Stored dataset items:
►

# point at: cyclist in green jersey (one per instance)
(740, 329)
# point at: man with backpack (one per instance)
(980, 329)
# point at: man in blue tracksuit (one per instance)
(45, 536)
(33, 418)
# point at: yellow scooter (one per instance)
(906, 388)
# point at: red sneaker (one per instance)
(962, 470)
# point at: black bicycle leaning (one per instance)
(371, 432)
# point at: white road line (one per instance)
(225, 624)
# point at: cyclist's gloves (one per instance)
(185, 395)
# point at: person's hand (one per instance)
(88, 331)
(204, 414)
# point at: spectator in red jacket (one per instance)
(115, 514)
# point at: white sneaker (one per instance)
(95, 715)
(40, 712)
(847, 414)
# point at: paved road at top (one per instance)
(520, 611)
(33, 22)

◄
►

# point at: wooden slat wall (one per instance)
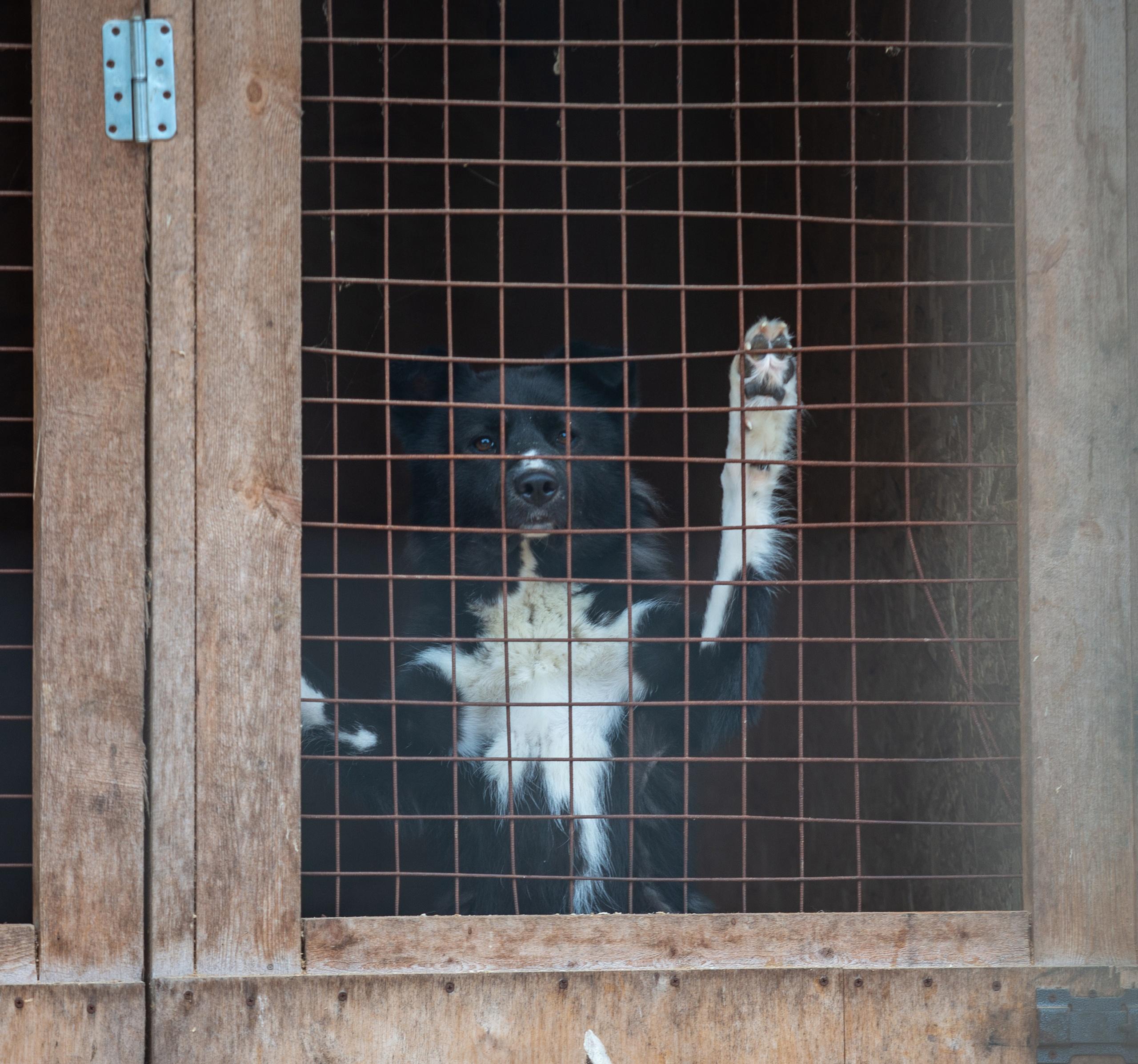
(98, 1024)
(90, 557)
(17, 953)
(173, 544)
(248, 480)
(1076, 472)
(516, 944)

◄

Requirements >> List every line in the records that contains the word "white", treating uppercase and lowercase as different.

Solution to this exercise >>
# point at: white road line (one per instance)
# point at: white sneaker (one per instance)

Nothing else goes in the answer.